* [The records]:

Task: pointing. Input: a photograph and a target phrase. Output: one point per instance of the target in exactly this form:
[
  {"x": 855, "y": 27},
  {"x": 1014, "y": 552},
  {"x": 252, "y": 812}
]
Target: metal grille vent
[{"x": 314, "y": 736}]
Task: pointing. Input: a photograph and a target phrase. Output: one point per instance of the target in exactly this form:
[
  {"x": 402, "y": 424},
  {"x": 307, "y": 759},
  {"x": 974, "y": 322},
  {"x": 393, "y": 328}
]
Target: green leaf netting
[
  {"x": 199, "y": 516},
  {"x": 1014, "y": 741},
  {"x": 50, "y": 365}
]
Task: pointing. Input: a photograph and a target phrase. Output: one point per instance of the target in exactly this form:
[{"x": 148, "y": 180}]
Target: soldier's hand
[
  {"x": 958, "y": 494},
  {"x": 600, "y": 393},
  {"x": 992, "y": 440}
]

* [Given request]: Render every line of the records above as a Markdown table with two columns, Row for the row number and Line for the line itself, omitting blank lines.

* [Correct output]:
| Row | Line |
|---|---|
| 1 | Task: pointing. Input: a photograph and a target phrase. Output: one point per instance of the target in exactly this form: |
| 2 | [ |
| 3 |   {"x": 855, "y": 27}, |
| 4 |   {"x": 1014, "y": 552}, |
| 5 |   {"x": 252, "y": 812} |
| 6 | ] |
| 7 | Target: metal grille vent |
| 8 | [{"x": 314, "y": 736}] |
| 9 | Task: pointing. Input: a photograph and a target phrase. Output: one point per instance of the target in exactly this form: |
| 10 | [ |
| 11 |   {"x": 402, "y": 424}, |
| 12 |   {"x": 307, "y": 759}, |
| 13 |   {"x": 974, "y": 322}, |
| 14 |   {"x": 393, "y": 328} |
| 15 | ] |
| 16 | Target: green leaf netting |
| 17 | [ |
| 18 |   {"x": 199, "y": 516}, |
| 19 |   {"x": 1014, "y": 741}, |
| 20 |   {"x": 50, "y": 365} |
| 21 | ] |
| 22 | Task: pointing. Input: a photograph and a target phrase. Output: one point per instance of the target in exactly this form: |
| 23 | [{"x": 148, "y": 180}] |
| 24 | Target: soldier's hand |
| 25 | [ |
| 26 |   {"x": 958, "y": 494}, |
| 27 |   {"x": 600, "y": 393}, |
| 28 |   {"x": 992, "y": 440} |
| 29 | ] |